====== SOURCE DOCUMENT
TCP health checks of upstream targets not working

Kong / kubernetes-ingress-controller

:gorilla: Kong for Kubernetes: The official Ingress Controller for Kubernetes.

https://docs.konghq.com/kubernetes-ingress-controller/

Apache License 2.0

2.22k stars 592 forks source link

TCP health checks of upstream targets not working #1562

Closed willquill closed 2 years ago

willquill commented 3 years ago

Is there an existing issue for this?

[X] I have searched the existing issues

Current Behavior

We're running kong:2.3.3 in Kubernetes, and I haven't seen our issue fixed in the release notes for any subsequent version. We plan to upgrade soon, but in the meantime, we've been having a health check issue.

We routinely have 3/3 unhealthy TCP increments, but Kong does not set the upstream target to unhealthy.

[lua] healthcheck.lua:1123: log(): [healthcheck] (c332292b-cb03-42eb-8c06-8ebd3946199b:ingress-json-svc.streamsets.10099.svc) unhealthy TCP increment (3/3) for '192.168.201.7(192.168.201.7:10099)', context: ngx.timer

And our K8s code showing that unhealthy is set after 3 failures:

apiVersion: configuration.konghq.com/v1
kind: KongIngress
metadata:
  name: tcp-upstream
  namespace: streamsets
upstream:
  slots: 100
  hash_on: none
  algorithm: round-robin
  hash_fallback: none
  healthchecks:
    threshold: 0
    active:
      concurrency: 10
      type: tcp
      https_verify_certificate: false
      healthy:
        interval: 5
        successes: 2
      timeout: 2
      unhealthy:
        interval: 3
        tcp_failures: 3
        timeouts: 1

Yet the target is not set to unhealthy:

Similarly, I can manually set healthy targets to unhealthy, and Kong will not set them to healthy after 2 successful checks.

Expected Behavior

After three TCP unhealthy checks, an upstream target should become unhealthy.

Steps To Reproduce

1. In Upstream configuration, set to unhealthy after three TCP checks.
2. Bring down upstream node.
3. Kong will log the 3/3 unhealthy TCP checks.
4. But Kong will not set the target to unhealthy.

Kong Ingress Controller version

0.9.1

Kubernetes version

Client Version: version.Info{Major:"1", Minor:"21", GitVersion:"v1.21.0", GitCommit:"cb303e613a121a29364f75cc67d3d580833a7479", GitTreeState:"clean", BuildDate:"2021-04-08T16:31:21Z", GoVersion:"go1.16.1", Compiler:"gc", Platform:"linux/amd64"}
Server Version: version.Info{Major:"1", Minor:"18+", GitVersion:"v1.18.16-eks-7737de", GitCommit:"7737de131e58a68dda49cdd0ad821b4cb3665ae8", GitTreeState:"clean", BuildDate:"2021-03-10T21:33:25Z", GoVersion:"go1.13.15", Compiler:"gc", Platform:"linux/amd64"}

Anything else?
============
====== DATA
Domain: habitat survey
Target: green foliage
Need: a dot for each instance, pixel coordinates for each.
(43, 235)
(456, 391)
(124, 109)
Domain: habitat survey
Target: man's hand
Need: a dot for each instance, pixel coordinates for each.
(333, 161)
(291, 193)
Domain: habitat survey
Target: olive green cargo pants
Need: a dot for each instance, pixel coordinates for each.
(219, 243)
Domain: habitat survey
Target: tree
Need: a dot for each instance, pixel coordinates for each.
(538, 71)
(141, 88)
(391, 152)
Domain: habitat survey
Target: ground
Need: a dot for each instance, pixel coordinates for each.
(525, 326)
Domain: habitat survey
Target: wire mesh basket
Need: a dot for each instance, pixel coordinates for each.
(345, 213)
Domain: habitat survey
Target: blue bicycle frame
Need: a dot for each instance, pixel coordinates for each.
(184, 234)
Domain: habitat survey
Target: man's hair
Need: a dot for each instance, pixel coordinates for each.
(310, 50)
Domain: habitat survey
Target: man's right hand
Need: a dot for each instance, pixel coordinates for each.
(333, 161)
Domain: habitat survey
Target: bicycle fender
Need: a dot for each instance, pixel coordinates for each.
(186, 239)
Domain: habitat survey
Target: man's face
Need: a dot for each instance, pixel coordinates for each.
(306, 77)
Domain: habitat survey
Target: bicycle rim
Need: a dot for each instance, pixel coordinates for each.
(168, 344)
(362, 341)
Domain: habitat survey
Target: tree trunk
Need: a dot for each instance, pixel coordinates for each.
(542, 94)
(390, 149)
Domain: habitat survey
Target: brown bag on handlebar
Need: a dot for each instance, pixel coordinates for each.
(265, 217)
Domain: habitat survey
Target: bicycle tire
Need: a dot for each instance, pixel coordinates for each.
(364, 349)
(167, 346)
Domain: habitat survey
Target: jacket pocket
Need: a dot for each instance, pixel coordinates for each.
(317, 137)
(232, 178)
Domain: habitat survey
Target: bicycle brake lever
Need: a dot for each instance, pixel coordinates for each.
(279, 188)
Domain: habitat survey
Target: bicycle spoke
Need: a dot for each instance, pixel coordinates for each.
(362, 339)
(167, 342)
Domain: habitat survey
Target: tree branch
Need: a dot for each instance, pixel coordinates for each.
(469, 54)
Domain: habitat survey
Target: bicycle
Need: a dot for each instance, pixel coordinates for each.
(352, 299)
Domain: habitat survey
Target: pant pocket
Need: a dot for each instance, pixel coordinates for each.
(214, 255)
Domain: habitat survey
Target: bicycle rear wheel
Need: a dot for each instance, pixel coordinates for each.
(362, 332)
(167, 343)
============
### REQUIRED WORK
1/ In the issue report on Kong TCP health checks, why does the reporter expect the upstream target to be marked unhealthy? Answer in one to three sentences.
2/ Answer these questions from the issue report on Kong TCP health checks:
(a) Which version of Kong is the reporter running in Kubernetes?
(b) Which load-balancing algorithm does the upstream configuration specify?
(c) What Kong Ingress Controller version is given?

### WRITTEN RESPONSES
1/ The KongIngress configuration sets the active unhealthy check to trigger after 3 TCP failures. Kong's log records an unhealthy TCP increment of 3/3 for the target, so the reporter expects the threshold to have been reached. Kong still does not set the target to unhealthy.

2/
(a) kong:2.3.3
(b) round-robin
(c) 0.9.1